- What is needed -
From the entries below, copy every line holding the word "Could".

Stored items
------------------------------------
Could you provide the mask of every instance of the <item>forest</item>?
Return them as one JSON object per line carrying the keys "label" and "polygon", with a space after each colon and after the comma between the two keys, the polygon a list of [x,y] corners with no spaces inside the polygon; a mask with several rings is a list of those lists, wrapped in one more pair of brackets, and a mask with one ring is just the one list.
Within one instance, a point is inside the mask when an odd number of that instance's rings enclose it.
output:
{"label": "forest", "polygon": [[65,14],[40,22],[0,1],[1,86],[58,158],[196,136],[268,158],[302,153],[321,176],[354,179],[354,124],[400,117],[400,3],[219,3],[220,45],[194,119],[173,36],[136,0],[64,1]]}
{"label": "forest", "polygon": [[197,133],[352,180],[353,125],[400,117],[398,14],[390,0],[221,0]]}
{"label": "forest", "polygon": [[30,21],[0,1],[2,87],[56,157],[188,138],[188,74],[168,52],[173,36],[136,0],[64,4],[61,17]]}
------------------------------------
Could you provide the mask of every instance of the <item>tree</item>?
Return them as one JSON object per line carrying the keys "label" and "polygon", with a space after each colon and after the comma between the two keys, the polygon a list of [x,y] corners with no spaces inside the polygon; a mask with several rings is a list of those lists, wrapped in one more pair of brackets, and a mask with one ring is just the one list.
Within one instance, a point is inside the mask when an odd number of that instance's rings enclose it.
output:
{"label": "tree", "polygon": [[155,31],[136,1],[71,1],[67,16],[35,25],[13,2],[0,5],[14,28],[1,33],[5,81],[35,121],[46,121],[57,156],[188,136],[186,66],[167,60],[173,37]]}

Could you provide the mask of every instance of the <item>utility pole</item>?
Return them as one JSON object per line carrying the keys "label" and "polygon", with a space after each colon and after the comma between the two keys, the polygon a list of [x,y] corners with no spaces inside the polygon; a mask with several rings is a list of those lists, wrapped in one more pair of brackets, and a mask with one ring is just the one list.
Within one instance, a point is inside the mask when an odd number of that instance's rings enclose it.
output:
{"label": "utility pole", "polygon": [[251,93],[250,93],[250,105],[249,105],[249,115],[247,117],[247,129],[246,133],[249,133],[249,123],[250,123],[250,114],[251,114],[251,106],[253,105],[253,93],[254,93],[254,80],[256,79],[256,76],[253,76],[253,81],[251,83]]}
------------------------------------
- Answer space -
Could you provide the mask of every instance of the <item>forest</item>?
Could you provide the mask of every instance of the <item>tree</item>?
Could you provide the mask of every instance of the <item>utility pole</item>?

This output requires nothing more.